Sunday, August 18, 2019

Lectionary 20C/ Proper 15

Luke 12:49-56

I don’t know about you, but I’m ready to hear Jesus call out, “Come to me, all you that are weary and are carrying heavy burdens, and I will give you rest.” (Matt. 11:28)

But that isn’t what we hear from Jesus in today’s gospel. Far from being the Comforter offering us refuge, here Jesus announces he has come to bring fire and division. It’s not exactly the image of the reconciling God of love who we meet in other parts of the gospels.

Speaking to his disciples still, Jesus tells them, “I have a baptism with which to be baptized, and what stress I am under until it is completed!” (Luke 12:50) Like the candy bar commercial that says, “You’re not you when you’re hungry,” this Jesus doesn’t sound like the Jesus we think we know when we sing “Jesus Loves Me.” One colleague suggested she’d like to take him aside and offer him a cup of tea.

# [GIVEN DATA]
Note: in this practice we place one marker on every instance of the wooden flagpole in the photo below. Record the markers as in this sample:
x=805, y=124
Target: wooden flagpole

# [ACTIONS TO TAKE]
**a)** Answer these questions from the passage on Luke 12:49-56.
(i) Which verse of Matthew does the writer quote at the start?
(ii) According to the passage, what does Jesus announce he has come to bring?
(iii) What did one colleague suggest she would like to do?
**b)** Carry on with the passage on Luke 12:49-56, starting after its last sentence.

# [ANSWERS GIVEN]
**a)**
(i) Matthew 11:28.
(ii) Fire and division.
(iii) Take Jesus aside and offer him a cup of tea.

**b)**
But maybe that dissonance is exactly what Jesus intends – he wants to get our attention and he wants us to understand the urgency of the gospel that calls us to “stand before God with open hearts, seeking God’s forgiveness and the courage to live a Christlike life”.[i]

Jesus’ stress is not the anxiety of everyday life, but the weight of mercy. He understands that compassion, mercy and justice shatter the status quo and that discipleship demands choosing sides. [ii]

As much as we appreciate the constant flame that represents the light of Christ in our worship or enjoy the flickering glow of a summer campfire,

when Jesus says, “I came to bring fire to the earth” (Luke 12:49a) many of us hear a threat of hellfire and damnation, retribution or destruction.

But fire is used throughout Scripture, and in fact in many world religions, as a symbol of divine presence, for both blessing and punishment.[iii]

Our Old Testament text comes from Jeremiah whose prophetic ministry began in 626 BCE and ended sometime after 586. Denouncing false prophets in an oracle of the Lord to the people of Judah, he says, “Is not my word like fire…and like a hammer that breaks a rock in pieces?” (Jeremiah 23:29) Fire destroys what is false.

Another prophet Zechariah, who was also a priest, was born in exile in Babylonia, he was among those who returned to Judah in 538 BCE.[iv] Speaking of the remnant of God’s people who would be restored to proper relationship with God, he spoke of refining fire, saying, “This third I will bring into the fire; I will refine them like silver and test them like gold.” (Zechariah 13:9)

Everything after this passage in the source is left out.